**** PAGE EXTRACT

# any ideas for home made nest boxes



## james fillbrook (Jan 2, 2009)

hi i need to get a lot of nest boxes but do not have much money in need at least 10 boxes willing to make some but i don t know how too they do not need to be anything great just something that they will like to breed in

james


----------



## spirit wings (Mar 29, 2008)

james fillbrook said:


> hi i need to get a lot of nest boxes but do not have much money in need at least 10 boxes willing to make some but i don t know how too they do not need to be anything great just something that they will like to breed in
> 
> james


you can try a dresser or wardrobe from a second hand store and put cubbies in it....just an idea.... or plastic stackable cubes. not sure what kind of stores you have there, but you can look around at one of those home and garden stores. use your imagination. or just build something like a book shelf, it should'nt be complicated.


----------



## Ed (Sep 18, 2008)

I used scrap wood that I had left over when building my loft
all you really have to do is build a box 24 inches wide 16 inches high and 24 inches deep
maybe you could even use cardboard boxes with a small peice of plywood on the bottom for support 
the poop tends to make the bottom wet and it might come apart 
empty apple crates work well also


----------



## james fillbrook (Jan 2, 2009)

has anyone got some plans for wooden ones


----------



## tuxedobaby (Sep 9, 2008)

go to your local fruit and veg shop,,they often give away woden boxes!


----------



## LUCKYT (Jan 17, 2009)

When i was young and poor that always worked for me. Wait i still am poor! LOL! Dave


----------



## james fillbrook (Jan 2, 2009)

LUCKYT said:


> When i was young and poor that always worked for me. Wait i still am poor! LOL! Dave


i reacken if i go in rags and ask very nicly they may let me have some old boxes for veg


----------



## Ed (Sep 18, 2008)

james fillbrook said:


> has anyone got some plans for wooden ones


Renee (Lovebirds) has some plans for the nest fronts
thats the hardest part to make imo


----------



## Lovebirds (Sep 6, 2002)

http://lovebirdsloft.homestead.com/LOFTACCESSORIESPLANPAGE.html


----------



## UncleBuck (Dec 23, 2008)

James, You said you only had one loft right now to keep your birds in. Please do not breed any more until you get another loft to keep the birds in. The single cocks will try to kill the squabs. At the very least, spend your money on enlarging your loft.


----------



## pigeonpoo (Sep 16, 2005)

http://www.pigeons.biz/forums/attachment.php?attachmentid=11794&stc=1&d=1235425818

These boxes are in Wilkinsons at the moment. They are I think £2 each. A couple of minutes with a saw and cardboard between to stop the poop falling through.


----------



## LUCKYT (Jan 17, 2009)

THAT my new found friend, is the best idea i have seen in years! GOOD venting, easy to clean. IDEAL! Dave P.S. Do they ship? lol!


----------



## Lovebirds (Sep 6, 2002)

I personally would go with some sort of crate, something cheap, washable, can be thrown away possibly. 
The only reason I have the boxes I have is because my husband can build them. 
If it was just me............who KNOWS what I'd be using. LOL


----------



## amyable (Jul 7, 2007)

********
**** MATERIAL PROVIDED

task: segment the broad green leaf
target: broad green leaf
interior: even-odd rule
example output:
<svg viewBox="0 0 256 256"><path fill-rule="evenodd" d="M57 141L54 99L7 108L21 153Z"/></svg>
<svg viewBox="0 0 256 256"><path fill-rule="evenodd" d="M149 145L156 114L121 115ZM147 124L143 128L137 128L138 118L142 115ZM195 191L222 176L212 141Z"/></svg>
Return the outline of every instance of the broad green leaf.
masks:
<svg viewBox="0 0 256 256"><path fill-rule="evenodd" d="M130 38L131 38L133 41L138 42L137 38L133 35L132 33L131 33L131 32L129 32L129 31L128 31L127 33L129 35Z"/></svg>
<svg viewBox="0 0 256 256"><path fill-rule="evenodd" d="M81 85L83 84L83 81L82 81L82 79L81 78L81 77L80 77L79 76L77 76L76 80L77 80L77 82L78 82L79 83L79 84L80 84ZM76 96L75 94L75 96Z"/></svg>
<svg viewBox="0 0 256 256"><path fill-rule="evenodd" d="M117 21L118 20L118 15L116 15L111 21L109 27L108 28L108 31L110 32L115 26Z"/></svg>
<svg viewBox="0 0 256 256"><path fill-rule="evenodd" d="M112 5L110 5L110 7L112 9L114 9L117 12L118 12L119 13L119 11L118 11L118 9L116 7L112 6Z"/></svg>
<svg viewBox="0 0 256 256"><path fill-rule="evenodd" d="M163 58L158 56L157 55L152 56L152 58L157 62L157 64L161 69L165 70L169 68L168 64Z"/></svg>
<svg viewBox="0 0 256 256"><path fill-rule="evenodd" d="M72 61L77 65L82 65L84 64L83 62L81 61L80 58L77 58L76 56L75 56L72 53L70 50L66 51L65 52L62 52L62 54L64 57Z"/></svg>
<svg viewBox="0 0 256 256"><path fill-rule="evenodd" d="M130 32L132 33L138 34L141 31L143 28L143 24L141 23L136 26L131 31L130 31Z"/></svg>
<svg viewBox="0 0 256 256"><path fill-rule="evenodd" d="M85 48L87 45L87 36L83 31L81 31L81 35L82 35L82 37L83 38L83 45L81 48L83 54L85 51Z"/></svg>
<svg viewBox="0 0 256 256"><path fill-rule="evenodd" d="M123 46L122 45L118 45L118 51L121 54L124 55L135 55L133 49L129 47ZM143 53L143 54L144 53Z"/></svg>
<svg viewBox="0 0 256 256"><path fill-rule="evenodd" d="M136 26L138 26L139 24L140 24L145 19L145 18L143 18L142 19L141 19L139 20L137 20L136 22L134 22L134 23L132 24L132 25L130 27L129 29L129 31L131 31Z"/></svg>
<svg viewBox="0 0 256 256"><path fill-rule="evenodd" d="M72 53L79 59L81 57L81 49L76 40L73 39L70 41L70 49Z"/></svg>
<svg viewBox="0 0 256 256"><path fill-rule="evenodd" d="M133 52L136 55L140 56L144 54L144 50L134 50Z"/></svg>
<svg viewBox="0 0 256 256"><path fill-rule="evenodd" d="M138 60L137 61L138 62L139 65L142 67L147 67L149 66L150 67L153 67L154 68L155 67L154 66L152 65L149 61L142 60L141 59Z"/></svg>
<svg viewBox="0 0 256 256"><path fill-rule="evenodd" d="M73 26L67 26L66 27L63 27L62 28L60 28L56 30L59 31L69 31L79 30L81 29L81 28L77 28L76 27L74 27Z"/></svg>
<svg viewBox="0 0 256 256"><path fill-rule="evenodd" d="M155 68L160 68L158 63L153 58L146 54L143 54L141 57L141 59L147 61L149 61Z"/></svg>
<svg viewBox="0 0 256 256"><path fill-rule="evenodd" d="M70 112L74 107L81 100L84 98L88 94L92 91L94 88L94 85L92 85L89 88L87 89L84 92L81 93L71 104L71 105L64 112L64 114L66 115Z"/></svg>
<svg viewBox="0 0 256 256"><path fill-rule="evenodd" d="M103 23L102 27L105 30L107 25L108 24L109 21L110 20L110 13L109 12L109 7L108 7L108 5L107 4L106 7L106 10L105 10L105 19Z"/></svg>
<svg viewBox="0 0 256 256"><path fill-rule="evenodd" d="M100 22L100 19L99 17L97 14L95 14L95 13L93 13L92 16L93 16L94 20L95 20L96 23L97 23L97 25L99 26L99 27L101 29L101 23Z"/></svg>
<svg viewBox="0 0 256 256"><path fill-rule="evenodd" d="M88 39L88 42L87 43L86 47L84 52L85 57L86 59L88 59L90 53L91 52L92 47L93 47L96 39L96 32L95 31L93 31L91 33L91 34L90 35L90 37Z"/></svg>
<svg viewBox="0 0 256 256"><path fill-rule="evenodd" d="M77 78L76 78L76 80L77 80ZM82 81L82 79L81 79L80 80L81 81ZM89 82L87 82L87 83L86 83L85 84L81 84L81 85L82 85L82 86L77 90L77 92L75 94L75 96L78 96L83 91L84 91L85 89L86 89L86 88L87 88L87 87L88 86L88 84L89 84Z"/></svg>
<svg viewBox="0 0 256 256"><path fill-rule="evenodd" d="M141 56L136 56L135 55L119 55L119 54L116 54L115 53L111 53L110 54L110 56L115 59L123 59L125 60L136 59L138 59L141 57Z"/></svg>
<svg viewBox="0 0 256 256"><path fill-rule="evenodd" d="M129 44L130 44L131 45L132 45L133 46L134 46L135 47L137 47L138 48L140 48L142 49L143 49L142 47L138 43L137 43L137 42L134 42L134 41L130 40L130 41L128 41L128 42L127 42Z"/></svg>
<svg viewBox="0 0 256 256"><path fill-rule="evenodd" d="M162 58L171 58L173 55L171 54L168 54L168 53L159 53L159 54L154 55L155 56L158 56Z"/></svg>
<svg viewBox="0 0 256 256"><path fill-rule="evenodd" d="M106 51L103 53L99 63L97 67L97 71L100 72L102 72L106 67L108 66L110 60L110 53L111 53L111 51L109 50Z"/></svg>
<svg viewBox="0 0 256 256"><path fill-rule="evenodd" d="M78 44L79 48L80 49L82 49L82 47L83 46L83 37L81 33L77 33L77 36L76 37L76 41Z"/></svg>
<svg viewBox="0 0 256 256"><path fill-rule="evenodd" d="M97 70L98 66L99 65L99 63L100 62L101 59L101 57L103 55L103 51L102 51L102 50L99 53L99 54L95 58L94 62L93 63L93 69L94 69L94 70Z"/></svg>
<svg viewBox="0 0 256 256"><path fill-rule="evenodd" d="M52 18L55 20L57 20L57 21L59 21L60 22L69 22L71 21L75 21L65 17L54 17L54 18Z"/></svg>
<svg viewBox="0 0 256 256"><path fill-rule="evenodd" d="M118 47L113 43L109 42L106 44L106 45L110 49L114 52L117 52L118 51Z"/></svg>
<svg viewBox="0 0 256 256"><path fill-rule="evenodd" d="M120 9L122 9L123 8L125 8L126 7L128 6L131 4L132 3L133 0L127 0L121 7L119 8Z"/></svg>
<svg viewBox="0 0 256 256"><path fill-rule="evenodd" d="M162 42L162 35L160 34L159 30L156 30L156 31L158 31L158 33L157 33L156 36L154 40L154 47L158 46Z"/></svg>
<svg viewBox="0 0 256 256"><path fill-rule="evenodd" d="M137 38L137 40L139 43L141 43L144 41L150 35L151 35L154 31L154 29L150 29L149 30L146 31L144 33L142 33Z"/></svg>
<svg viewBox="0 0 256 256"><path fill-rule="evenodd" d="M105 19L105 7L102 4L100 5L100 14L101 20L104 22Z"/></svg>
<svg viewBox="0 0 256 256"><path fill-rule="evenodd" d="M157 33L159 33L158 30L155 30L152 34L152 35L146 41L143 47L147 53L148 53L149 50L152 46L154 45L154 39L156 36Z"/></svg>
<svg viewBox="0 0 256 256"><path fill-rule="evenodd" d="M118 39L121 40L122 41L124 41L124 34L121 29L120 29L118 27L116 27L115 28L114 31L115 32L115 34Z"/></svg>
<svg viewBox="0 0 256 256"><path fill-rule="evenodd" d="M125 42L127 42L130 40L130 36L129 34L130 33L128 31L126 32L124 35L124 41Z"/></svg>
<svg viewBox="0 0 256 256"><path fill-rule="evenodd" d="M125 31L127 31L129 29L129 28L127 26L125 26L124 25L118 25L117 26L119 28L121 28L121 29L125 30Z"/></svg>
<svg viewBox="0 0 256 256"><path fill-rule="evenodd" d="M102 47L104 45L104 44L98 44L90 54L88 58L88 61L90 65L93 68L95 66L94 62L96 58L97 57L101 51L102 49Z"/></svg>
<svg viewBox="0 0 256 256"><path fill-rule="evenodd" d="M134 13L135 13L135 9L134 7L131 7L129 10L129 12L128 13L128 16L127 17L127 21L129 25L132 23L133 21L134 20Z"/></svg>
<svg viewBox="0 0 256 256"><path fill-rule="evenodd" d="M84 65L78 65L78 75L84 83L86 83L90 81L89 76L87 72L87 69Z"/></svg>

********

WHAT YOU SHOULD DO — In the nest box thread, starting with "## UncleBuck (Dec" and going on through "(Sep 16, 2005)", substitute "coop" for "loft" and give that part again.

OUTPUT FOR THIS EXERCISE —
## UncleBuck (Dec 23, 2008)

James, You said you only had one coop right now to keep your birds in. Please do not breed any more until you get another coop to keep the birds in. The single cocks will try to kill the squabs. At the very least, spend your money on enlarging your coop.


----------



## pigeonpoo (Sep 16, 2005)